------ STUDY TEXT
If you are struggling with addiction, finding the best treatment is essential to your long-term success. For many people, that includes a combination of psychotherapy and medication. These are complementary treatment avenues that enhance the efficacy of the other, making it more likely that clients can find lasting relief.
Treatment for Recovery
If you are struggling with opioid addiction, newer FDA-approved medications are available to help quell cravings and encourage long-term sobriety.
Alcohol addiction, for example, comes with FDA-approved medication that renders the user physically ill if they drink, helping to change the reward system in the brain connected to drinking.
However, reliance on such medication is not intended to be a long-term treatment. Rather, it is required to be taken in conjunction with psychotherapy.
Why?
Psychotherapy is where clients learn more lasting and profound coping skills that can be used to avoid alcohol long term.
The Success of Psychotherapy and Medication
The combination of psychotherapy and medication can help treat both aspects of addiction:
the physical and the psychological. Evidence suggests that psychotherapy and medication combined have a more successful outcome for those in recovery.
------------
------ EXCERPTED DATA
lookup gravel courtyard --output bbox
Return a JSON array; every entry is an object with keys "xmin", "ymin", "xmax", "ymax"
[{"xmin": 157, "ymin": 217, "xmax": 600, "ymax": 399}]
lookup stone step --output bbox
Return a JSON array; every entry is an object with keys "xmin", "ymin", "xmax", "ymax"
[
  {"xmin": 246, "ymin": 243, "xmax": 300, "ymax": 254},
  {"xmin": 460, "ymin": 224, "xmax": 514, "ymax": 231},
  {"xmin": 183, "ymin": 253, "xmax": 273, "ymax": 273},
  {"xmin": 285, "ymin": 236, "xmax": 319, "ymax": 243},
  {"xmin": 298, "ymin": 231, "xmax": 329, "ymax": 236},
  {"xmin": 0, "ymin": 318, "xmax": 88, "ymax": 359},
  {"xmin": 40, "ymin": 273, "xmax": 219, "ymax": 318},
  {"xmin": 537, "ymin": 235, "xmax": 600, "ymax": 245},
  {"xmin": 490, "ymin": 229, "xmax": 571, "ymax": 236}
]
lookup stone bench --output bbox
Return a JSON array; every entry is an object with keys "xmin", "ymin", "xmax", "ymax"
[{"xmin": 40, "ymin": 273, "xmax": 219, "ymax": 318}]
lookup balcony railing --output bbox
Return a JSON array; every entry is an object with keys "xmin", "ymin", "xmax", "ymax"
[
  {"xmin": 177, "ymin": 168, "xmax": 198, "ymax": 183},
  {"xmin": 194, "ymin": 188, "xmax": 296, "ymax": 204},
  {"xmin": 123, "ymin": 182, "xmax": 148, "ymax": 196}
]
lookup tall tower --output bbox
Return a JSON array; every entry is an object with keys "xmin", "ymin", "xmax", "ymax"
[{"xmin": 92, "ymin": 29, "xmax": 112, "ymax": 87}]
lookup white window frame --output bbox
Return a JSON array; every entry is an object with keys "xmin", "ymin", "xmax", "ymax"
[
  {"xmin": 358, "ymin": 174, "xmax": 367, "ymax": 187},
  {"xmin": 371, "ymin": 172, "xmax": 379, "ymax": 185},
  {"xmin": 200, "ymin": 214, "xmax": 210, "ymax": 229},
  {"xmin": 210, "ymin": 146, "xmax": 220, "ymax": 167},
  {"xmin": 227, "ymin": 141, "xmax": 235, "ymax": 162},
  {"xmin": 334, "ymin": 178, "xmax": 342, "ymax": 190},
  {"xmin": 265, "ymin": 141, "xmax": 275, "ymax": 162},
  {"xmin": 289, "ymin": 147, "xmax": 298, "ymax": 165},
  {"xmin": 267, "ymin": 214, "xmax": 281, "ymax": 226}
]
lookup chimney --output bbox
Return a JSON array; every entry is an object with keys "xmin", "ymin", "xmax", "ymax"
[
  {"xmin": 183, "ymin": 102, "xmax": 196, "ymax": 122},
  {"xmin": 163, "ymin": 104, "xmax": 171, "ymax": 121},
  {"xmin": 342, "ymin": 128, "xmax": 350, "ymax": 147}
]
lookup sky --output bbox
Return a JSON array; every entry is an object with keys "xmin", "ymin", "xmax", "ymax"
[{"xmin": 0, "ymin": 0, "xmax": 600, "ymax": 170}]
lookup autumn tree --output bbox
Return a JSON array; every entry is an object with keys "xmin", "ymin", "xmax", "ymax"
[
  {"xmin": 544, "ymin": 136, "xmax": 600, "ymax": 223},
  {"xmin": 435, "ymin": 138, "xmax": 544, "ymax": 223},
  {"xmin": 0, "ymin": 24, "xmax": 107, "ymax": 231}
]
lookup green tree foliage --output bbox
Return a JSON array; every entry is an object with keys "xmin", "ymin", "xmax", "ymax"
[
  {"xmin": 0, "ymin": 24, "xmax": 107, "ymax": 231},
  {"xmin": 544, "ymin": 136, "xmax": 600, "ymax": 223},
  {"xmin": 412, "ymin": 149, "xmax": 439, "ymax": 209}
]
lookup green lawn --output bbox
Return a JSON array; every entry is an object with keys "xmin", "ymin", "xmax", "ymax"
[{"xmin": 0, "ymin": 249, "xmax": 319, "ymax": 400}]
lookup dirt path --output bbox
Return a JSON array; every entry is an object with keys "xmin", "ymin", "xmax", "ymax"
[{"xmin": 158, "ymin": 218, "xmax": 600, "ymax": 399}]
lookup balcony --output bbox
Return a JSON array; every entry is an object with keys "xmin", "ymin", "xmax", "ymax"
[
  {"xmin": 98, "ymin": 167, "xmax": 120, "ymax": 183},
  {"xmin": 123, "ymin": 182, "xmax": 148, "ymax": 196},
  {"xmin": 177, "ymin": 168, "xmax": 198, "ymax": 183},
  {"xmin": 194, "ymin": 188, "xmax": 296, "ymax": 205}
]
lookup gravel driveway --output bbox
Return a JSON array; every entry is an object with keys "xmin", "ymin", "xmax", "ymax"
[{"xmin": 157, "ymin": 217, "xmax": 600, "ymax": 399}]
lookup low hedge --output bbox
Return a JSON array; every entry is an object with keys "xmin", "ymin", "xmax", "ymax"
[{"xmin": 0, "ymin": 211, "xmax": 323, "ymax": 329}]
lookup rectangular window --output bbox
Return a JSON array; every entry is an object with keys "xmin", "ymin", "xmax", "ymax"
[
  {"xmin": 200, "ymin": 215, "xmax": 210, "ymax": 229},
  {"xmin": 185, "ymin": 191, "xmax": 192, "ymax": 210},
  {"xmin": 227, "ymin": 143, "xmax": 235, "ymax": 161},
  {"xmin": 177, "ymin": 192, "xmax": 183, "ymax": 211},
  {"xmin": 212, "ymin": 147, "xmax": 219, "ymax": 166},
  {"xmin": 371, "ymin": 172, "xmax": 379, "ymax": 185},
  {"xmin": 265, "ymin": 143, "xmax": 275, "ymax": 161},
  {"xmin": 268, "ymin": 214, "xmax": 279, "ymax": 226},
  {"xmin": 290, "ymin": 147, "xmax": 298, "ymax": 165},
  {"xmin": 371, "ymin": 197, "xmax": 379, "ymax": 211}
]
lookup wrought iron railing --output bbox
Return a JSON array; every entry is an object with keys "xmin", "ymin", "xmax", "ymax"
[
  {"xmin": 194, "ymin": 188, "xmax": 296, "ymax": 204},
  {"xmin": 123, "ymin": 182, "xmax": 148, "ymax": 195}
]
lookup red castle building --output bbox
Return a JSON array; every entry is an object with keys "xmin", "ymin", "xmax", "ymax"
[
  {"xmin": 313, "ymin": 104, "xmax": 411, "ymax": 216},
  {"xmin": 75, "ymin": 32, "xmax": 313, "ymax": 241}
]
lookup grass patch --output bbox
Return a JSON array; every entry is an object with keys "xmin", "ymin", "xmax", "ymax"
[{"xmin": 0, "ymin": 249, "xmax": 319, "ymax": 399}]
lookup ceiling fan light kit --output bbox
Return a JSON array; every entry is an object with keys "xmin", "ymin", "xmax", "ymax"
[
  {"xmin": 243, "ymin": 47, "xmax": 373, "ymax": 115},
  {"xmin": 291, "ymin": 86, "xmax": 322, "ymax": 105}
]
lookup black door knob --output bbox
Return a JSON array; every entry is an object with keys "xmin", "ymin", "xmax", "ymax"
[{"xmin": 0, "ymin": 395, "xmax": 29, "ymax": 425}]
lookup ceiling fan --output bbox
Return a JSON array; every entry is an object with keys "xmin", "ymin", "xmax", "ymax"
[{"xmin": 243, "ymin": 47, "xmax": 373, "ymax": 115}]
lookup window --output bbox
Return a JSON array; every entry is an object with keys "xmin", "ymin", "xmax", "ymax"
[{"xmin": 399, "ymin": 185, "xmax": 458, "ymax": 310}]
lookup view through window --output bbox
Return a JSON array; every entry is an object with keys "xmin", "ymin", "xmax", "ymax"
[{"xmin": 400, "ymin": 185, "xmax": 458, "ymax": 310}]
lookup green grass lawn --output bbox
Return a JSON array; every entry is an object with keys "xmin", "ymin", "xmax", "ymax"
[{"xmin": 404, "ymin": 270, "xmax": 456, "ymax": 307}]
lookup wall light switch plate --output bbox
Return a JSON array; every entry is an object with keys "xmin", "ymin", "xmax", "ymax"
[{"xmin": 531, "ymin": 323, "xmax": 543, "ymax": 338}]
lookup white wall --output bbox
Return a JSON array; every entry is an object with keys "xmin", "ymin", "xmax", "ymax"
------------
◆ **APPLY WHAT YOU READ**
[a] Decide whether each statement below agrees with the text on addiction treatment, answering yes or no and quoting the deciding words of the text. (i) Medication for alcohol addiction is meant to serve as a long-term treatment. (ii) Psychotherapy teaches coping skills that help clients avoid alcohol over the long term. (iii) Combining psychotherapy and medication addresses both the physical and the psychological aspects of addiction.
[b] Carry on the text on addiction treatment, beginning after its final sentence.

◆ **ACTIVITY ANSWERS**
[a]
(i) No: "However, reliance on such medication is not intended to be a long-term treatment."
(ii) Yes: "Psychotherapy is where clients learn more lasting and profound coping skills that can be used to avoid alcohol long term."
(iii) Yes: "The combination of psychotherapy and medication can help treat both aspects of addiction: the physical and the psychological."

[b]
Moreover, long term treatment, lasting an average of 12 to 18 months, proves more effective compared to short-term care.
So how does this work?
What Medication Can Do
Medication serves an essential role in changing the way the brain works. Regular exposure to drugs and alcohol can have a physical toll on the size, shape, and function of your brain. The brain is designed to grow and evolve, with areas increasing or decreasing based on usage and need.
However, long-term substance abuse can cause damage to these areas, which needs to be reversed with the help of medication.
Medication is an essential foundation for treatment because it can help you control your cravings so that you can reset your brain’s reward system.
Medication can also help you treat secondary mental health issues that addiction may have contributed to, like depression or anxiety. Certain antidepressants can help increase the amount of serotonin in your system so that you can boost your mood and have better motivation in the initial stages of recovery when you need motivation the most.
Overall, medication serves to control certain physical or psychological responses and to help you feel physically healthier and more focused during your recovery. However, medication does not give you coping skills or change your viewpoint or relationship toward drugs and alcohol. It doesn’t help you uncover problems with your emotional regulation that may have resulted from childhood or from recent trauma that needs to be resolved.
This is where therapy comes in.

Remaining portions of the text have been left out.